The most common mold in American households, Aspergillus forms in thick, flask-like chains of spores. In truth, Aspergillus is a huge mold type, with more than 185 species; thus, it can come in many colors and many toxicity levels. Usually, an Aspergillus attack will begin with allergenic responses, but it can become more dangerous with frequent exposure.

Aureobasidium

Starting as a light pink and growing darker brown and black as it ages, Aureobasidium grows behind wallpaper or on painted or wooden surfaces. Aureobasidium is allergenic at worst, but you should try to avoid physical contact with the mold. Touching this mold with bare skin will result in infections of the skin and nails.

Chaetomium

Chaetomium typically only grows in homes that are rather severely water damaged, which means you might have worse than mold to worry about. If you can’t be sure about the water damage, look for a cotton-like texture and shifting color from gray to black. Chaetomium is most dangerous to immune-compromised people, such as those enduring chemo treatments, but even healthy people can have skin infections from the stuff.

Cladosporium

Unique among molds, Cladosporium can grow in both warm and cold environments, so everyone everywhere should beware. This mold has a suede-like texture in olive green or brown, making it hard to notice on some of the fabrics where it prefers to live. Cladosporium is another allergenic mold, this one causing skin rashes and lesions as well as asthma and sinusitis.

(Records)
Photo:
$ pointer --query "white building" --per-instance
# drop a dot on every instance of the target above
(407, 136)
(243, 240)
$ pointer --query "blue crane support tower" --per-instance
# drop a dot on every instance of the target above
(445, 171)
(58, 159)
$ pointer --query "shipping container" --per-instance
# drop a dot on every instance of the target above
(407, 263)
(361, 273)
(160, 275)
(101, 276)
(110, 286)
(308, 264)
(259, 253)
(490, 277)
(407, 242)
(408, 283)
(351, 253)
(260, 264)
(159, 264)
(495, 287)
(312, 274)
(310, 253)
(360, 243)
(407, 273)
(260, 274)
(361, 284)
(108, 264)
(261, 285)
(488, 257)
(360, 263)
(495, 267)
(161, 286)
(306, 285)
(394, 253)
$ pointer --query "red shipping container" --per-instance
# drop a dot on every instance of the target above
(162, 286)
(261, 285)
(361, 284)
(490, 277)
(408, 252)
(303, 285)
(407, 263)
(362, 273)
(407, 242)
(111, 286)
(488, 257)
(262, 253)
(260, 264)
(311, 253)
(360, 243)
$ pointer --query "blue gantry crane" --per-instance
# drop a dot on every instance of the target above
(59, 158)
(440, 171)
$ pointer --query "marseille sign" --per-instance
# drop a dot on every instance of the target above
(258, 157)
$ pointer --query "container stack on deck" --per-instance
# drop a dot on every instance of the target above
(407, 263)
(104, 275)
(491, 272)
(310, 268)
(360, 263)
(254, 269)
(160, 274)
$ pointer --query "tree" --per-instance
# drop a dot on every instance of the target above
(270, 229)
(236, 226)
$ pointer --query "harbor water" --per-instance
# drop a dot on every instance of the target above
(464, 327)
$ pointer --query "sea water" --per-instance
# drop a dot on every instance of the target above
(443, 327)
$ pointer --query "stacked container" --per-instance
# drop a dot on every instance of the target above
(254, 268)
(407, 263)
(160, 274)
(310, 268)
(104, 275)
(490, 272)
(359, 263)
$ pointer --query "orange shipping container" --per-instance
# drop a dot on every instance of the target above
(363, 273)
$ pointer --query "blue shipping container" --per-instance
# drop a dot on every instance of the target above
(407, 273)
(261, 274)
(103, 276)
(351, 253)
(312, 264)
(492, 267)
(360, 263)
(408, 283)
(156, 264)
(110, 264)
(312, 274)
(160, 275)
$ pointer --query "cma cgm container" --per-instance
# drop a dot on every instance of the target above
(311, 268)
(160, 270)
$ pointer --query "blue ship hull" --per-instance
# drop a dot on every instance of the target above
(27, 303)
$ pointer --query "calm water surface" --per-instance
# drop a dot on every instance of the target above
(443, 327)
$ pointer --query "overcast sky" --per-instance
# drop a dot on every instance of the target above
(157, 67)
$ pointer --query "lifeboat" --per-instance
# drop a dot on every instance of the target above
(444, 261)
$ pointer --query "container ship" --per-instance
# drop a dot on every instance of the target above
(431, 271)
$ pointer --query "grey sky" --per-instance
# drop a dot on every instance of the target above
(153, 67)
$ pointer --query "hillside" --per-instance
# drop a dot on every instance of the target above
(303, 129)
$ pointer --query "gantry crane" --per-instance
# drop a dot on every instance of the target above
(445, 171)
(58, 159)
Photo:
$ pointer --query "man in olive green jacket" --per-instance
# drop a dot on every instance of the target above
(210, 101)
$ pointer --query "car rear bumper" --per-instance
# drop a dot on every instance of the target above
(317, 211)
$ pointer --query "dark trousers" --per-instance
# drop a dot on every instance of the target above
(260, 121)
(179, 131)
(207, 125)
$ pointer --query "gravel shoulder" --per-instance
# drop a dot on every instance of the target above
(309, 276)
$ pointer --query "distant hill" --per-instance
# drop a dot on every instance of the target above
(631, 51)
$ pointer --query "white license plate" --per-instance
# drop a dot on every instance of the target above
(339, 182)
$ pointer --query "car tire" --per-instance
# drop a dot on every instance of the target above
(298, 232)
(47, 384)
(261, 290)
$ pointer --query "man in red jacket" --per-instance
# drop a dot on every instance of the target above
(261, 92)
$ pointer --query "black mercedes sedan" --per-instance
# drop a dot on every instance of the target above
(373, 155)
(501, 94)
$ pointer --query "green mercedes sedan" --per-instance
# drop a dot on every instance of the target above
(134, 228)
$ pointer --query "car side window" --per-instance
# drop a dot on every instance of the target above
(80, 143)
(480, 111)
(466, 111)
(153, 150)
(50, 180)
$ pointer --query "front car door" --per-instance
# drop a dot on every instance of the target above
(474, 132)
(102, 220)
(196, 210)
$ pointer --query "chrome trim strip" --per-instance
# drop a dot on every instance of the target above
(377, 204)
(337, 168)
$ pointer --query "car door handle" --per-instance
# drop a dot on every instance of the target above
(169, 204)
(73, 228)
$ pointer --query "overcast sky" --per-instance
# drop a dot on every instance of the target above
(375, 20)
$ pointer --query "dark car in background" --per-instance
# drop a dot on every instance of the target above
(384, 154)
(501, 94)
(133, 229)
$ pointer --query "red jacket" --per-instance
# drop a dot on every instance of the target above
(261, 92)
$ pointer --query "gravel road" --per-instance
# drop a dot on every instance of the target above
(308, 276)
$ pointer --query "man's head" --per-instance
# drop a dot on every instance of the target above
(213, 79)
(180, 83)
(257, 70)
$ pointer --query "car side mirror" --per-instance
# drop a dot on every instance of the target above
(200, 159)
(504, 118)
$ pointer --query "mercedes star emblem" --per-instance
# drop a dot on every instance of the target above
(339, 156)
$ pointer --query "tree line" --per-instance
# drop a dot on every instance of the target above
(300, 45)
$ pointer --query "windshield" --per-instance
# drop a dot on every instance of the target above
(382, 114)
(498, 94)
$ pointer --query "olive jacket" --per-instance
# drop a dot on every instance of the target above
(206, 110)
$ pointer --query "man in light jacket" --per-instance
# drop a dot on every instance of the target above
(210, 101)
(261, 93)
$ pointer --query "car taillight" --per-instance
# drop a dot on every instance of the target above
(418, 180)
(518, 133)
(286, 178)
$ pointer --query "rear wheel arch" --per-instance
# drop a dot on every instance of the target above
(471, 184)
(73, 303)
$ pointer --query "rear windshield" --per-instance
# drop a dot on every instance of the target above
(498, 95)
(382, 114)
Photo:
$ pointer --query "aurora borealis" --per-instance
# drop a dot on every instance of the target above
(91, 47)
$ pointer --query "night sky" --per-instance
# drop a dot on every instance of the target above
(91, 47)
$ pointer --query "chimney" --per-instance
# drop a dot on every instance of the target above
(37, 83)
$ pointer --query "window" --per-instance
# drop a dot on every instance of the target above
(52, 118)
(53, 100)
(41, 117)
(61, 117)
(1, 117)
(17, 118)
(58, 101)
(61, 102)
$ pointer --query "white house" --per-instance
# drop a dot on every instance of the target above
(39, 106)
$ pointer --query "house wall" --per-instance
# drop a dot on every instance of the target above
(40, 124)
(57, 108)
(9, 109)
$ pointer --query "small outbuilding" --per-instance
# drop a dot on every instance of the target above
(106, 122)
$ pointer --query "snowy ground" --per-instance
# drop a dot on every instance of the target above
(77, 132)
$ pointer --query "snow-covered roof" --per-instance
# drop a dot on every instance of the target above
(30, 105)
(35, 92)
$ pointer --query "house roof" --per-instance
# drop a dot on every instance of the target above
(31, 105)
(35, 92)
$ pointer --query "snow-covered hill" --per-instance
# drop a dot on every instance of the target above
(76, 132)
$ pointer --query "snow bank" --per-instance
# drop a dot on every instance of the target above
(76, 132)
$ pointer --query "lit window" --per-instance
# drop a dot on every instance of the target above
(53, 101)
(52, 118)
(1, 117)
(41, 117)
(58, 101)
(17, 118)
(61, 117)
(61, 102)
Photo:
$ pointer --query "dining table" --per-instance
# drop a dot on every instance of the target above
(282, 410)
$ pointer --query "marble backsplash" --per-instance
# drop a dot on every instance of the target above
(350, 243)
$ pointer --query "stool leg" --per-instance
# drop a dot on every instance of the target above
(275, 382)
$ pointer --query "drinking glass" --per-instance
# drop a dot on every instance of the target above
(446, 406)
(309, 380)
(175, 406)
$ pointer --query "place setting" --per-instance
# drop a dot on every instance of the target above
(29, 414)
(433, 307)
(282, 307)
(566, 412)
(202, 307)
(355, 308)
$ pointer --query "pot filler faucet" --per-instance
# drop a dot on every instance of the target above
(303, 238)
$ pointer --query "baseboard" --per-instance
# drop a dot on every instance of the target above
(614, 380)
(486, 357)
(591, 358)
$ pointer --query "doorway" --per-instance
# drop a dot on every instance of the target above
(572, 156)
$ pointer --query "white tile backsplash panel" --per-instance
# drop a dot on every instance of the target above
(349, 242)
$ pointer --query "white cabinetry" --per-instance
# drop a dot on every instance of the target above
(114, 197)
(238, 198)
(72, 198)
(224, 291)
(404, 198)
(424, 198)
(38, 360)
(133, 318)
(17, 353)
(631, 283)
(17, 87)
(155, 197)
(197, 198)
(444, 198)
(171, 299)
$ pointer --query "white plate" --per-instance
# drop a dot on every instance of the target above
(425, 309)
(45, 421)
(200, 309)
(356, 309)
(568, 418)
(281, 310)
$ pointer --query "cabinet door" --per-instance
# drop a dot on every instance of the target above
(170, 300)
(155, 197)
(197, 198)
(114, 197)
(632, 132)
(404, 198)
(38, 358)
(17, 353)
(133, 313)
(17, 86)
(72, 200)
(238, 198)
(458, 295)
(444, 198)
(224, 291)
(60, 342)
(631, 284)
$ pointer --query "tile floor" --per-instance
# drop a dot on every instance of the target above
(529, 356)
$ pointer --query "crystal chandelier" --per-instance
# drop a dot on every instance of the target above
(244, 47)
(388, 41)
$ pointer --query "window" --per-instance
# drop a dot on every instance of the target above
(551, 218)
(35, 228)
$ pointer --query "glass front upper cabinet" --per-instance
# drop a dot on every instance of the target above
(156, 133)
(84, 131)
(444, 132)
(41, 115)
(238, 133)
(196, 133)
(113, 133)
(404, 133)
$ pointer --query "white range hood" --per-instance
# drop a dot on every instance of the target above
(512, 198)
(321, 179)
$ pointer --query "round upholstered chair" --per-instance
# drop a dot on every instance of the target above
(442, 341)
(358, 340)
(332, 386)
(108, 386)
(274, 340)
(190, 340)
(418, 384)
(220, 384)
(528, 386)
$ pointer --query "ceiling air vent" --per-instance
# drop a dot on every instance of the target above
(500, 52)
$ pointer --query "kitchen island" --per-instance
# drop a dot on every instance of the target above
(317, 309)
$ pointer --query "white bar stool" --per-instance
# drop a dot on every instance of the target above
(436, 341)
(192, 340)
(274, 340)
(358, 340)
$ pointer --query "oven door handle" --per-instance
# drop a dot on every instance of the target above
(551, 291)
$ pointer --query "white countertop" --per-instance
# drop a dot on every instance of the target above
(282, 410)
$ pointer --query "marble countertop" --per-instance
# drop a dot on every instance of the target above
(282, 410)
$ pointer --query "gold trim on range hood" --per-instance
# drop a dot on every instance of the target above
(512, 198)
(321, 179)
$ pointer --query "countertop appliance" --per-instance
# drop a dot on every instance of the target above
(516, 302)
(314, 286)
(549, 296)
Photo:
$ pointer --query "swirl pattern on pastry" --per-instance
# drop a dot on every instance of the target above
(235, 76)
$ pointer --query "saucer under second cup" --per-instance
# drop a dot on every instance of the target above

(Work instructions)
A: Check three statements against the text on household molds and say yes or no for each, quoting the words from the text that decide it: (i) Aspergillus includes more than 185 species. (ii) Chaetomium usually grows in homes with only slight water damage. (iii) Aureobasidium starts out dark brown and turns pink as it ages.
B: Carry the text on household molds further, starting after its last sentence.
The records are not needed for anything here.

(Answers to each task)
A:
(i) Yes: "with more than 185 species"
(ii) No: "typically only grows in homes that are rather severely water damaged"
(iii) No: "Starting as a light pink and growing darker brown and black as it ages"

B:
Fusarium

Fusarium prefers cold temperatures and water damage, meaning northern homeowners should pay attention. Both allergenic and toxigenic, Fusarium starts by causing a sore throat that worsens into bone infections, brain abscesses and internal hemorrhages. Worse still, Fusarium spreads quickly from room to room, so you need to act fast to kill it. Look for pink or reddish mold growing on fabrics or on food products/compost.

Mucor

White or grayish and growing quickly in thick patches, Mucor loves the spaces near HVAC systems, which have the right airflow and humidity. In most cases, exposure to Mucor results in asthma or flu-like symptoms — but some people can develop mucormycosis, a fungal infection hat causes extreme damages to several body systems, including the brain, the lungs and the kidneys.

Penicillin

Yes, the same stuff that cures your UTI can also grow in your home. Penicillin is a velvety mold growing in gorgeous blues and greens, typically on fabrics like mattresses and carpets. Unfortunately, penicillin exposure isn’t beneficial; it can cause chronic sinusitis and worse health complications in the immune-compromised.

Stachybotrys

 Stachybotrys is the big bad of molds — it’s what you know as “black mold,” though it actually grows more often in a dark green hue with a slimy texture. This mold can only grow in enclosed, dark areas that maintain high humidity for weeks. It prefers to grow on cellulose, meaning woods and paper materials, including your walls.

Stachybotrys is called toxic because it emits mycotoxins that result in severe health problems. These problems include difficulty breathing, fatigue and even depression. It’s common for those exposed to complain of dull aches and pains as well as a burning sensation in the airways, fever and headaches. Children exposed to Stachybotrys have it worse, developing neurological problems and pulmonary bleeding.

Trichoderma

Only growing on wet surfaces, Trichoderma isn’t close to the most dangerous mold in your home. Still, you should be on the lookout for wooly patches of white and green. Trichoderma is non-pathogenic and typically only causes minor allergic reactions. However, lung and liver infections have been linked to this mold, so you shouldn’t dally in eradicating it.

Ulocladium

Last but not least, Ulocladium is a black mold that often grows alongside other molds in homes with serious water damage. There are two subspecies of Ulocladium, and both are relatively benign — but because Ulocladium looks so similar to (and can grow in conjunction with) molds like Stachybotrys, it’s best to call a professional when you suspect this mold in your home.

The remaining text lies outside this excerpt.